If only there were a prostate massager or cock ring in Rams colors, holiday shopping for my dad would be complete. I don’t worry much about what to get my mom. Always the easier parent to shop for, she’d be fine with a vibrator endorsed by Real Housewife Carole Radziwill or anything recommended by Oprah.
I know what you’re thinking. “Dad” and “cock” shouldn’t live in the same sentence (unless you have an incest fetish). Why would anyone buy sex toys for their parents?
I don’t even have to know you personally to guess that the topic of sex between you and your parents has been met with either awkward chuckles or silence your whole life. Despite my own search for the perfect sex toy, I didn’t grow up in a sex-positive household. Neither of my parents ever gave me “the talk” in my late-90’s adolescence, similar to the 30 percent of teens today who’ve also been left in the dark. This silence contributed to a hefty list of problems in my sexual past, as it does for many others -learning about sex from porn, associating pleasure with shame and having way too much unprotected sex. But I know now that my parents weren’t completely at fault. They didn’t talk to me about sex because their parents didn’t talk to them about it, continuing a cultural trend of silence because they didn’t know any better.
Read: The Talk: What I Wish My Mom Had Told Me About Sex
Maybe it’s time we break the cycle. Despite silence and misinformation between parents and children on sex, we now seem to live in an extremely sex-positive generation. Even if we’re not talking to our parents about sex, we’re certainly talking to each other about everything from porn to consent to queer sex and beyond. Even Teen Vogue published a guide to anal sex this year, resulting in outrage and debate. But are we only talking about it online? Do our sex-positive lives only go as far as our latest Instagram post? After all, research shows that today’s generation of young people are having less sex than any generation in 60 years and technology is mostly to blame.

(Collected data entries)
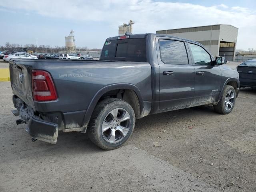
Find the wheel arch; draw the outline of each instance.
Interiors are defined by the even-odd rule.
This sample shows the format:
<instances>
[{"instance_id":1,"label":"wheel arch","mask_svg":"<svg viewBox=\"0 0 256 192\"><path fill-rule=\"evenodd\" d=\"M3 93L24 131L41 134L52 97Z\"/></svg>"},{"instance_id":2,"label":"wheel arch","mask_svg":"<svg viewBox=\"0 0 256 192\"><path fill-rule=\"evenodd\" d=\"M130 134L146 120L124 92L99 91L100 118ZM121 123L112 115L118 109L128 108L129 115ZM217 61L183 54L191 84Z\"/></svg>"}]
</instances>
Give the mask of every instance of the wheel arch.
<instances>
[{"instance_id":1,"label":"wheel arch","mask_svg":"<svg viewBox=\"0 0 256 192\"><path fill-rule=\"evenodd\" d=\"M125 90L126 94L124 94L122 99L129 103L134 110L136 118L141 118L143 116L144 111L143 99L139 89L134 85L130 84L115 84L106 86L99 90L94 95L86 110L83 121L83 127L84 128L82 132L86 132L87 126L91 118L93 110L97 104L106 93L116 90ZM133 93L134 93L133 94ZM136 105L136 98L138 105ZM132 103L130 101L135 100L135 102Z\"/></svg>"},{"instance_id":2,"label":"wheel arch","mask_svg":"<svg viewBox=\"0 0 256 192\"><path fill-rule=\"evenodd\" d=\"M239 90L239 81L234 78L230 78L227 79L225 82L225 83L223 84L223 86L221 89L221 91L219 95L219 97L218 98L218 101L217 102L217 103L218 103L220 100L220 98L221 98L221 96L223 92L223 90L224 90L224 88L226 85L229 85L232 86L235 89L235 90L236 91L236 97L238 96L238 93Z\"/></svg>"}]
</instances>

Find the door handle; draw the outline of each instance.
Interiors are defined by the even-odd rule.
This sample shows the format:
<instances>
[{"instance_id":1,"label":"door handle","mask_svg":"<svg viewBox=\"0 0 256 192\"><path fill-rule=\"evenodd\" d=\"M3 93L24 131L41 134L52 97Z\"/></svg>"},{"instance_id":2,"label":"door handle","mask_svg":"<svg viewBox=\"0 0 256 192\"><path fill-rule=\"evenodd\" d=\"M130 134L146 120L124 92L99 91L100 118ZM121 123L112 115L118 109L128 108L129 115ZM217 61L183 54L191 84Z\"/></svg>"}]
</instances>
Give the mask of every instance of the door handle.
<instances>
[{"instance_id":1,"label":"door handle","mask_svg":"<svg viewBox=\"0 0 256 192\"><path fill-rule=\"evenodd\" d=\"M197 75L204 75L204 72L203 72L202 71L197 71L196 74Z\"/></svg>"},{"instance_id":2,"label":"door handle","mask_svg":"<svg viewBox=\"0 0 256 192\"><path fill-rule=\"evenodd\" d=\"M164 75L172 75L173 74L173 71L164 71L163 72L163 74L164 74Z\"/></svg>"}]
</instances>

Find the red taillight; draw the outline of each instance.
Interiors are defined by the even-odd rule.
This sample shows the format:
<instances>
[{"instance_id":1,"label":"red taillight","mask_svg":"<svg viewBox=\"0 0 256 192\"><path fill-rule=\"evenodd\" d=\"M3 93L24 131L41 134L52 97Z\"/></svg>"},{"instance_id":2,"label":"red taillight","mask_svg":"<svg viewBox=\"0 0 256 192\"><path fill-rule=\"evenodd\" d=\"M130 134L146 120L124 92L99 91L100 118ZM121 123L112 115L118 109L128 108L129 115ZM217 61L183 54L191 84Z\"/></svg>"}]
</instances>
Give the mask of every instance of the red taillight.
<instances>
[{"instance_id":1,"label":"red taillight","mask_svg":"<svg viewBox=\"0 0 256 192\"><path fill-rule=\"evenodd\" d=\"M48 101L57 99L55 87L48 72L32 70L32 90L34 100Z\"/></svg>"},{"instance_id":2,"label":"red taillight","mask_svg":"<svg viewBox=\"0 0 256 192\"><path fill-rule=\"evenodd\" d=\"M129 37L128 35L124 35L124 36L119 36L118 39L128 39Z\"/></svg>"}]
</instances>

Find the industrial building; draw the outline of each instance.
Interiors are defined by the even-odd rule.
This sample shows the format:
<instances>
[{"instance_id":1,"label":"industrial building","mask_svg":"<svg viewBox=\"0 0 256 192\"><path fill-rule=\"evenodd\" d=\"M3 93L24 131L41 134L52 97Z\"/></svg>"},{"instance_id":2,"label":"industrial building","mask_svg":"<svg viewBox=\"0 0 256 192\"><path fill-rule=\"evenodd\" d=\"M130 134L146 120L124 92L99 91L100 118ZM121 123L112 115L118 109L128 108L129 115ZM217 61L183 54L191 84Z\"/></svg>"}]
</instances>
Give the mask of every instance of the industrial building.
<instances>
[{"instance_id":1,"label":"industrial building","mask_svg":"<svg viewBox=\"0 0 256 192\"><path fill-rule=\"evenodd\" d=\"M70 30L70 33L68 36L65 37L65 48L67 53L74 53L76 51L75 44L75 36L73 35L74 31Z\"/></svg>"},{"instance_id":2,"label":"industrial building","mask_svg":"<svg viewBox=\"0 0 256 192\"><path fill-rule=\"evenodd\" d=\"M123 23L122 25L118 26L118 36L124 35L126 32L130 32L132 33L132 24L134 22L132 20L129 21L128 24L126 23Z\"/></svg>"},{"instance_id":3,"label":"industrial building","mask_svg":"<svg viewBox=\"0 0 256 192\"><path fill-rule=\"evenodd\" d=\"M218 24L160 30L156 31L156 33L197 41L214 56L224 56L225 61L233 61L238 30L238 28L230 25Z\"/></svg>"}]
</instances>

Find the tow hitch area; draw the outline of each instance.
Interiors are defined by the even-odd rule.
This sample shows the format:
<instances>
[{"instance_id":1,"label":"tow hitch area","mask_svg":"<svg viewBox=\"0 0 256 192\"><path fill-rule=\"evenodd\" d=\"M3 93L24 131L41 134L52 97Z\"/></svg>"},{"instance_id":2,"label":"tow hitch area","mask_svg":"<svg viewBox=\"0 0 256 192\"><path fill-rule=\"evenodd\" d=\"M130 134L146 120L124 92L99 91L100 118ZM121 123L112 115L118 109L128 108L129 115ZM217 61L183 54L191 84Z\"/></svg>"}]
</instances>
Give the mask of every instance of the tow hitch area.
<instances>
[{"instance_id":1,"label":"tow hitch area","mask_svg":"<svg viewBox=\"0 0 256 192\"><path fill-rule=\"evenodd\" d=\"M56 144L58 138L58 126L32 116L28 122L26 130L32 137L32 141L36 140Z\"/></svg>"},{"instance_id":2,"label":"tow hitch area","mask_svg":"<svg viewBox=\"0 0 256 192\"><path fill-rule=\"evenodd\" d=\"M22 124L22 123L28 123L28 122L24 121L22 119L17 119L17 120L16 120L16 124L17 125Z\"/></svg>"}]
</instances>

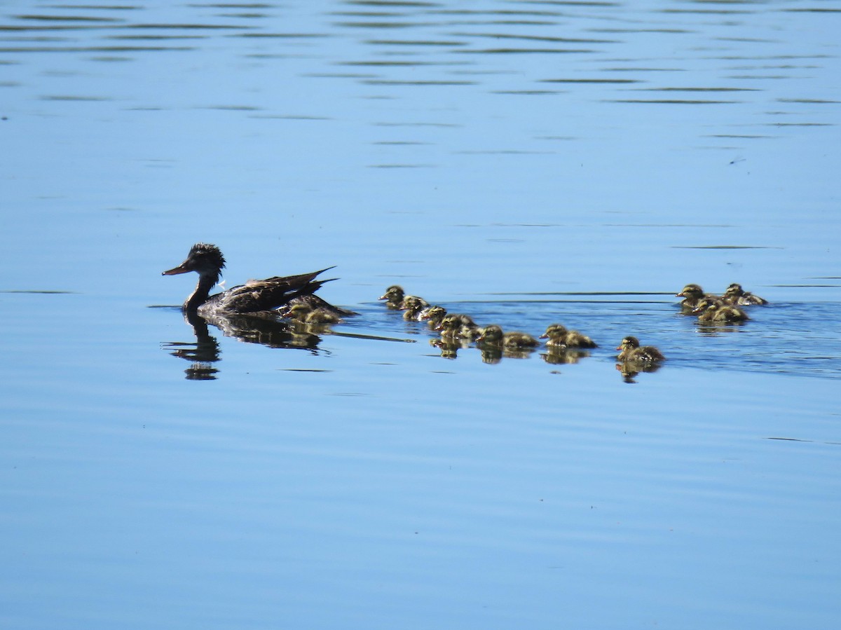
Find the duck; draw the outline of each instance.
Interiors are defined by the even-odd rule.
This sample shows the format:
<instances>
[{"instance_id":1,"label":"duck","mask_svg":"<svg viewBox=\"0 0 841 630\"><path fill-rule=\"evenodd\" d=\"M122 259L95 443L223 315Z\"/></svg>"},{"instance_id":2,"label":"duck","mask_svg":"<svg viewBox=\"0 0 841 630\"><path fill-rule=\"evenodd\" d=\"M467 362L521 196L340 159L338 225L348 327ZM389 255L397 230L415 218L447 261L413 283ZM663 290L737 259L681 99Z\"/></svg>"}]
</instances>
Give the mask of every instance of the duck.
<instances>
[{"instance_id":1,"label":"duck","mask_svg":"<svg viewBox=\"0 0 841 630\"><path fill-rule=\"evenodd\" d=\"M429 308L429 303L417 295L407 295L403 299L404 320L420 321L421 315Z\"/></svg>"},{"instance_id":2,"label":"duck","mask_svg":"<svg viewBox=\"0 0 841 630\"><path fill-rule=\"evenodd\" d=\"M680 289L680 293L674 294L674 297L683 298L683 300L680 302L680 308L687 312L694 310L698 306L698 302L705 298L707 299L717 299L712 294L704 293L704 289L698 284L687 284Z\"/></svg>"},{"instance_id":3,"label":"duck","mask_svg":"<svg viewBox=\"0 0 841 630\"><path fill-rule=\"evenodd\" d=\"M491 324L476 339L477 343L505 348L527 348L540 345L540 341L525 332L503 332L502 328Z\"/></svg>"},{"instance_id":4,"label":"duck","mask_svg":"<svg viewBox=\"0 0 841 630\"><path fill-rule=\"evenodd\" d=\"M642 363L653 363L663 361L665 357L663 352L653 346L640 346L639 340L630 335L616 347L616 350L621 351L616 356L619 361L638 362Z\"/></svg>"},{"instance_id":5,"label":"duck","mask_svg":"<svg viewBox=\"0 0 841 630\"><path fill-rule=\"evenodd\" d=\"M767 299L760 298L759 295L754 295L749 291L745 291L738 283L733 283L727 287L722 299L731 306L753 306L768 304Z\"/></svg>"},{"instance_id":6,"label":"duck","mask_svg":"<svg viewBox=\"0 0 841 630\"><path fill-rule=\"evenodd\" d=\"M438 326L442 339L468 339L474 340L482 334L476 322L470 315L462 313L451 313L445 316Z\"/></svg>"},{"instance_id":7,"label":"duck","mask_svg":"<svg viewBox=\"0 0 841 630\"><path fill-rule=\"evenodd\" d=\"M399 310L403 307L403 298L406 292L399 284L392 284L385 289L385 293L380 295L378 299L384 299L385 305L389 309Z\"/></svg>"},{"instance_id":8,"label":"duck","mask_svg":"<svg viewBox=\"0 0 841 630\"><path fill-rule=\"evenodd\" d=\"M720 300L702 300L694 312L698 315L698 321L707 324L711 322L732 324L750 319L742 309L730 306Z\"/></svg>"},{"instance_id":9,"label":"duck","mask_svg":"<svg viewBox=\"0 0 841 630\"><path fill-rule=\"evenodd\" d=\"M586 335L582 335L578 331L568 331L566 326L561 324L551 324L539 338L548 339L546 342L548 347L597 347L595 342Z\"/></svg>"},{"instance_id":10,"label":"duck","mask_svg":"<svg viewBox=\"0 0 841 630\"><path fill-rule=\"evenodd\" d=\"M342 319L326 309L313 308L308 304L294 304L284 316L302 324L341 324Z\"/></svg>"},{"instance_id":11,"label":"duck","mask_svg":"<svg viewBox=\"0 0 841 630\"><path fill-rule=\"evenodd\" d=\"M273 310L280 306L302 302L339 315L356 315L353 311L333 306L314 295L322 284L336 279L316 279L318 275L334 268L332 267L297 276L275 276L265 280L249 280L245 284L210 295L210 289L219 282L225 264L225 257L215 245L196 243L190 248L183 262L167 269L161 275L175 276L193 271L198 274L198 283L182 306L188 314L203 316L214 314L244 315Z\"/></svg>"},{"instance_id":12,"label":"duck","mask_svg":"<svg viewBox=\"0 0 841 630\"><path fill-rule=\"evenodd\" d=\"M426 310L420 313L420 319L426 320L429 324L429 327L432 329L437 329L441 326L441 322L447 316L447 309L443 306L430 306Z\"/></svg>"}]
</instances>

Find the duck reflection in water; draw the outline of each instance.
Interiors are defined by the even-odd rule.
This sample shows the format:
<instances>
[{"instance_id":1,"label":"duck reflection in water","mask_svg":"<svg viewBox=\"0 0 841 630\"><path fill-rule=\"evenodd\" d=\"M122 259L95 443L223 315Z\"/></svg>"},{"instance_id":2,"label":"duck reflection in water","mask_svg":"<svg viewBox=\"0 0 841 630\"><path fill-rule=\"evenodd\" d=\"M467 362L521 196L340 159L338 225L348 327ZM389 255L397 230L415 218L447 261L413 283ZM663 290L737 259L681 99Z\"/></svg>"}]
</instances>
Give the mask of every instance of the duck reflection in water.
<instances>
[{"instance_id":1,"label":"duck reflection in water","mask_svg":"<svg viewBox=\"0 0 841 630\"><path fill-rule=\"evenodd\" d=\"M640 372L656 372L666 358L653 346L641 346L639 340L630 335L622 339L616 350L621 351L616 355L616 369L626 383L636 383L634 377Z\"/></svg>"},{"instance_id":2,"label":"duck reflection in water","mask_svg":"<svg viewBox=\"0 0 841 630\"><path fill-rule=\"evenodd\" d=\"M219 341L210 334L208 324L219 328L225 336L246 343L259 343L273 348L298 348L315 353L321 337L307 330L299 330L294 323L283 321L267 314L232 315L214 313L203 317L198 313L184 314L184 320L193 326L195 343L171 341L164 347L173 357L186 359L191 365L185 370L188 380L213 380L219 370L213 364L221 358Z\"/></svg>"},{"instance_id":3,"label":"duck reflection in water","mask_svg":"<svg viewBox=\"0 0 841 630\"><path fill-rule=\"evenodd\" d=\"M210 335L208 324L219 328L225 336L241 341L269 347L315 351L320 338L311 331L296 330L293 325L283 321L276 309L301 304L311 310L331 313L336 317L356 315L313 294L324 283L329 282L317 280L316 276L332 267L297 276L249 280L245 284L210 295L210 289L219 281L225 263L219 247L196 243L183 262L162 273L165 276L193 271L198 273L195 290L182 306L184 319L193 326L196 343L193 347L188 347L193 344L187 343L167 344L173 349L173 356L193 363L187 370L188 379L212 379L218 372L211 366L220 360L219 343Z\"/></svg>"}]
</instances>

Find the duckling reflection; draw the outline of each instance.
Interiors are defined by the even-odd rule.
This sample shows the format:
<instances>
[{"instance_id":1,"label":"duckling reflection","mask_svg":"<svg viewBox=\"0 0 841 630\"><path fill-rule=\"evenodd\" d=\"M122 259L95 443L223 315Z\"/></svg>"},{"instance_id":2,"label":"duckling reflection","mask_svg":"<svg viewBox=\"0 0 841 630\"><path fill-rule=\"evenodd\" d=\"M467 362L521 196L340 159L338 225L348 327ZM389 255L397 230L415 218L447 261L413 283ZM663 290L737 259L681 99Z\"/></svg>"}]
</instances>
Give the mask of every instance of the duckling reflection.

— REQUIRED ACTIONS —
1/ Extract from the essay on talking about sex with parents the passage starting with "I don’t even" and going on through "know any better.".
2/ According to the essay on talking about sex with parents, why did the writer's parents never talk about sex? Answer in one to three sentences.
The records were drawn from a different source than the essay.

— SOLUTIONS BY TASK —
1/
I don’t even have to know you personally to guess that the topic of sex between you and your parents has been met with either awkward chuckles or silence your whole life. Despite my own search for the perfect sex toy, I didn’t grow up in a sex-positive household. Neither of my parents ever gave me “the talk” in my late-90’s adolescence, similar to the 30 percent of teens today who’ve also been left in the dark. This silence contributed to a hefty list of problems in my sexual past, as it does for many others -learning about sex from porn, associating pleasure with shame and having way too much unprotected sex. But I know now that my parents weren’t completely at fault. They didn’t talk to me about sex because their parents didn’t talk to them about it, continuing a cultural trend of silence because they didn’t know any better.

2/ Their own parents had never talked to them about sex. They were continuing a cultural trend of silence because they didn't know any better.